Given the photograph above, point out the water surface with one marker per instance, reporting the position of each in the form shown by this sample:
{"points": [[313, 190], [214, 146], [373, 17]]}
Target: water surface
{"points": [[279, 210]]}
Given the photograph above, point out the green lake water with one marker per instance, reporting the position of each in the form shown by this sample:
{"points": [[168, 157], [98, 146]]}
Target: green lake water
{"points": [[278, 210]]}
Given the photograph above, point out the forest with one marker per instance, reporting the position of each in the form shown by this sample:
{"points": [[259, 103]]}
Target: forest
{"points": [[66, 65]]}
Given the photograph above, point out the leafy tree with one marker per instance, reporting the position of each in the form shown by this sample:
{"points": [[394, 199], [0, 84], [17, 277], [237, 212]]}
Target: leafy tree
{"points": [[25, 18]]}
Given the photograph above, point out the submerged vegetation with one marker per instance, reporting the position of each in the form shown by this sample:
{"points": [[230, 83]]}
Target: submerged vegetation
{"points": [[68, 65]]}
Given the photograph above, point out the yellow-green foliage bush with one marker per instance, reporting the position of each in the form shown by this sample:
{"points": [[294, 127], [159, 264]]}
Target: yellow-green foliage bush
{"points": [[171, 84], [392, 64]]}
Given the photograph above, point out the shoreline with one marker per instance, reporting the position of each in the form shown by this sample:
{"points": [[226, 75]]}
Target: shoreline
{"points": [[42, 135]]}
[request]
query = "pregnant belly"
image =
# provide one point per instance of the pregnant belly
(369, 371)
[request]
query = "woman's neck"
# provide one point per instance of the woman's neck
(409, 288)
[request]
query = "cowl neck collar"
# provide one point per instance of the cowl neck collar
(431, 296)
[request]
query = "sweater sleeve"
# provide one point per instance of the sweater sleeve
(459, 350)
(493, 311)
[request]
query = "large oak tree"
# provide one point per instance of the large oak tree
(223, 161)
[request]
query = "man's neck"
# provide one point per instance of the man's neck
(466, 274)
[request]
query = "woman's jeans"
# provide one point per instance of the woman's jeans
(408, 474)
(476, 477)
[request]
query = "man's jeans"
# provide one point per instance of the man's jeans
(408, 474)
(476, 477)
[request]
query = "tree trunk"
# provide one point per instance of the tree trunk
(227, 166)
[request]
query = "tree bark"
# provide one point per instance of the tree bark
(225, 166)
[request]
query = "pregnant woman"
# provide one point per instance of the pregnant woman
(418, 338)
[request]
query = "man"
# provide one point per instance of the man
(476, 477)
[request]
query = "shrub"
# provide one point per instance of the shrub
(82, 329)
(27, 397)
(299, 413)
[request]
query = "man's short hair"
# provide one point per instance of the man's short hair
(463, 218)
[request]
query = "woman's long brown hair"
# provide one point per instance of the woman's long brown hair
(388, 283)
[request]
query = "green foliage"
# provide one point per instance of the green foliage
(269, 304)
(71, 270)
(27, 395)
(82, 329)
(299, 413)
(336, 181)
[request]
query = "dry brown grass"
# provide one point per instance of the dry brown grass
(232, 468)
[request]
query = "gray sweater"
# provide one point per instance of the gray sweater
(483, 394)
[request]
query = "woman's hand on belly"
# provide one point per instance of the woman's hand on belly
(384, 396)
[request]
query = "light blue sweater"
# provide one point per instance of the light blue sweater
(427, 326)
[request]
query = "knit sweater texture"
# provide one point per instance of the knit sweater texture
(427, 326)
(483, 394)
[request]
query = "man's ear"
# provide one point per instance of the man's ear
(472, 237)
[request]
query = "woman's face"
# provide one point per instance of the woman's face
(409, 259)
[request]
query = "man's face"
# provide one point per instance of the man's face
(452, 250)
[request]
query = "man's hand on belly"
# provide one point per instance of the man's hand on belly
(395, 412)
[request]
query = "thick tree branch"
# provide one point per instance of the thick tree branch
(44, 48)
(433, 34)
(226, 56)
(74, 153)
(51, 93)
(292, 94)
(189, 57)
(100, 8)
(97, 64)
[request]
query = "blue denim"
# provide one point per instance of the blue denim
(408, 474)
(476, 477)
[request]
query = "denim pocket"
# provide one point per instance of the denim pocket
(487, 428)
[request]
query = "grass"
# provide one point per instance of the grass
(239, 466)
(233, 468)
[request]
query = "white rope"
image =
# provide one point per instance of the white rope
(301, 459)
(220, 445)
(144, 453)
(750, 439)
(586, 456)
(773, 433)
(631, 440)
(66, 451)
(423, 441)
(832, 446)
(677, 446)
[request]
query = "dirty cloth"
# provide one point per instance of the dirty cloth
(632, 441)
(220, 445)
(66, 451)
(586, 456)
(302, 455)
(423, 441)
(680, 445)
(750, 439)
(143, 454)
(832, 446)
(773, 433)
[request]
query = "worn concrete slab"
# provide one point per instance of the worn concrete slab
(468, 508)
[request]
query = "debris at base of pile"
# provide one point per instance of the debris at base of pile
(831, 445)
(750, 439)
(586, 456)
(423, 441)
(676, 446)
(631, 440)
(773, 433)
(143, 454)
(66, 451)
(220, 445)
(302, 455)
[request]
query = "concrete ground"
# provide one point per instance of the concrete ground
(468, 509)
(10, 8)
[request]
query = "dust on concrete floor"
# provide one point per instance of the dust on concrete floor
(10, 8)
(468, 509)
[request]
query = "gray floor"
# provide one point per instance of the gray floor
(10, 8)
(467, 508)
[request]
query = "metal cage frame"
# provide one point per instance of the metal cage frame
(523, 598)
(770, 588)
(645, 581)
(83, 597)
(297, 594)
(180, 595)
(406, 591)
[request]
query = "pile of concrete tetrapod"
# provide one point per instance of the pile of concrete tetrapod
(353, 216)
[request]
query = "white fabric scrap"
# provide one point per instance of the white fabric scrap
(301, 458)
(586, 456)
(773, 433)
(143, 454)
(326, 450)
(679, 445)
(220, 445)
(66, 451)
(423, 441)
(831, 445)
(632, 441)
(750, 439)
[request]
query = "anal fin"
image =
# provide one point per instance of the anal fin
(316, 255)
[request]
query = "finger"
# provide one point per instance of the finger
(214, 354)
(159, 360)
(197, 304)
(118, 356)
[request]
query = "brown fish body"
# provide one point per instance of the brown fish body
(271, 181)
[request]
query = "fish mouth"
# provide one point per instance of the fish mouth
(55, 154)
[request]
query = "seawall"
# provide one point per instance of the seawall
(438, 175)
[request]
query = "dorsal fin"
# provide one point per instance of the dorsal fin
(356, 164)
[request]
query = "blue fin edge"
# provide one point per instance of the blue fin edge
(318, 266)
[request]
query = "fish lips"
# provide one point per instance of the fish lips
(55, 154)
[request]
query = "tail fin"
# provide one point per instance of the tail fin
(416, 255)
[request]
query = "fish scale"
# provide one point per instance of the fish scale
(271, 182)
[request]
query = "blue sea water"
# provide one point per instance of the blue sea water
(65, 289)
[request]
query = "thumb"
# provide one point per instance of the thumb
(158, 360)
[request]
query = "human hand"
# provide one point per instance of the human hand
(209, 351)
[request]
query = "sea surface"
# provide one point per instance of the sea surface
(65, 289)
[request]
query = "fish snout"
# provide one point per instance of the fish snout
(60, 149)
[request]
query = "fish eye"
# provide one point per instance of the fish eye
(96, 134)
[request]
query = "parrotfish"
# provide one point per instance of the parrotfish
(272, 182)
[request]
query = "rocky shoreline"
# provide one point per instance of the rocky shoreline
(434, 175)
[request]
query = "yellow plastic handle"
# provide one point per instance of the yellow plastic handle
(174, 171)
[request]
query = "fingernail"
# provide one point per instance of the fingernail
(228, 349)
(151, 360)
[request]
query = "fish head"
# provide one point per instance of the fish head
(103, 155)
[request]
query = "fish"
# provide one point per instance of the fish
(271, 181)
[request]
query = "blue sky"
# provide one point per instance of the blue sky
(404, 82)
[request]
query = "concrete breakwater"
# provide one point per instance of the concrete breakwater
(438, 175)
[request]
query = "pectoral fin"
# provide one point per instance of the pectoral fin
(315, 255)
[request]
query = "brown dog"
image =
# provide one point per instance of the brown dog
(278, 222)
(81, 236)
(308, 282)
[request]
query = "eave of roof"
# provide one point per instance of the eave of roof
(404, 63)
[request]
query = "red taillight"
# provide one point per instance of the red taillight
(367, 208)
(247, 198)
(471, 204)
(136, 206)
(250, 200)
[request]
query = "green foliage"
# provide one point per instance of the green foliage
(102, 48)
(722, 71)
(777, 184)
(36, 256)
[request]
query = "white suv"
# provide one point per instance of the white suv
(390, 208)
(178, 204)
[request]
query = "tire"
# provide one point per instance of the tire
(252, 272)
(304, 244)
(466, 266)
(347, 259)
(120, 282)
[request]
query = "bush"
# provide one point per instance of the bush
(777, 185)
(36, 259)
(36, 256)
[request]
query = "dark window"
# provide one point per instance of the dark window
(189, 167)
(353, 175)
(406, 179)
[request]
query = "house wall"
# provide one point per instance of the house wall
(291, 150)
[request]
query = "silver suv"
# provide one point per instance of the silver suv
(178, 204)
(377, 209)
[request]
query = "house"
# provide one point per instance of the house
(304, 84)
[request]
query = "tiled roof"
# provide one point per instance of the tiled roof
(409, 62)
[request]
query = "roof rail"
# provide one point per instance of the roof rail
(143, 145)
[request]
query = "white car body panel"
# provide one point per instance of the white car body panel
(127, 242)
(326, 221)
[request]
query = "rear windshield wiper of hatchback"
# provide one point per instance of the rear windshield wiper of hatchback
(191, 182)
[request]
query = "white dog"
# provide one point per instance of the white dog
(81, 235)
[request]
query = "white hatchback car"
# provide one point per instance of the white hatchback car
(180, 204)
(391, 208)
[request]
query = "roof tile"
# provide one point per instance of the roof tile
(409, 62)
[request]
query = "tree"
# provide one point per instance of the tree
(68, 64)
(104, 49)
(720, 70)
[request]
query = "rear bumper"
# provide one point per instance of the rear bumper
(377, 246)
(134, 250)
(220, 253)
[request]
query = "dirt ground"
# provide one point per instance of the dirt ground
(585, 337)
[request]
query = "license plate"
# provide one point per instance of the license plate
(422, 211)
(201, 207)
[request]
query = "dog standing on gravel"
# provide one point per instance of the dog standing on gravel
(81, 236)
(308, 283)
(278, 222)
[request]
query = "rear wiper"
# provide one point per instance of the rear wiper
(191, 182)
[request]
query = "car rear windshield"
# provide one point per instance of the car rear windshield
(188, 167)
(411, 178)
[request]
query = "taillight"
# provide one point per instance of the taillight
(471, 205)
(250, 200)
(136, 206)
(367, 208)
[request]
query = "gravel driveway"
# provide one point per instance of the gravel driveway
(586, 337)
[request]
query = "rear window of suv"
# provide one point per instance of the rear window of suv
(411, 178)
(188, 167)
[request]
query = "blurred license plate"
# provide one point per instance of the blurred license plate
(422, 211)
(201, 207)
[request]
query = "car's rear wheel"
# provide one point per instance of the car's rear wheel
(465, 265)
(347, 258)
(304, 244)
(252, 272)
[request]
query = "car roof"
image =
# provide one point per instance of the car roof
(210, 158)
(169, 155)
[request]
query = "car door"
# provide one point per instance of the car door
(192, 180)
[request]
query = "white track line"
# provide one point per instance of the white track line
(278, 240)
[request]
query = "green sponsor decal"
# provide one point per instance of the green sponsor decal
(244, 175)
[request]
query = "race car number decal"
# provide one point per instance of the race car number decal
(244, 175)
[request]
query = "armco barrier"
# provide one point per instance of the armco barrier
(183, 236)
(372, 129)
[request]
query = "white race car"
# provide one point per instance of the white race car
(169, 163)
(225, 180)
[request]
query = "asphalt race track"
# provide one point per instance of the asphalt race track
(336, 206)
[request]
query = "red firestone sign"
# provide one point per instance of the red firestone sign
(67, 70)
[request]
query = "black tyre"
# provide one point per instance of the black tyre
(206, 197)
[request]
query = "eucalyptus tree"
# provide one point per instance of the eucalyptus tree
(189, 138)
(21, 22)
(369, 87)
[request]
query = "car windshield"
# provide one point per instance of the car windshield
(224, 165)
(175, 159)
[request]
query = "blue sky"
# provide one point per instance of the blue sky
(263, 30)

====

DIRECTIONS FOR THIS TASK: Return every line of the material in which the word "marker" is found.

YOUR RESPONSE:
Given the photograph above, point out the water surface with one marker per instance, reporting the position of each in the form shown by this sample:
Given the photograph above, point out the green lake water with one marker per instance, reporting the position of each in the form shown by this sample:
Given the photograph above, point out the forest with one marker per instance, reporting the position of each in the form shown by this sample:
Given the photograph above, point out the leafy tree with one marker per instance, reporting the position of each in the form shown by this sample:
Given the photograph above, point out the submerged vegetation with one marker per instance, reporting the position of each in the form shown by this sample:
Given the photograph above, point out the yellow-green foliage bush with one marker per instance, reporting the position of each in the form shown by this sample:
Given the photograph above, point out the shoreline with one marker per instance, reporting the position of each in the form shown by this sample:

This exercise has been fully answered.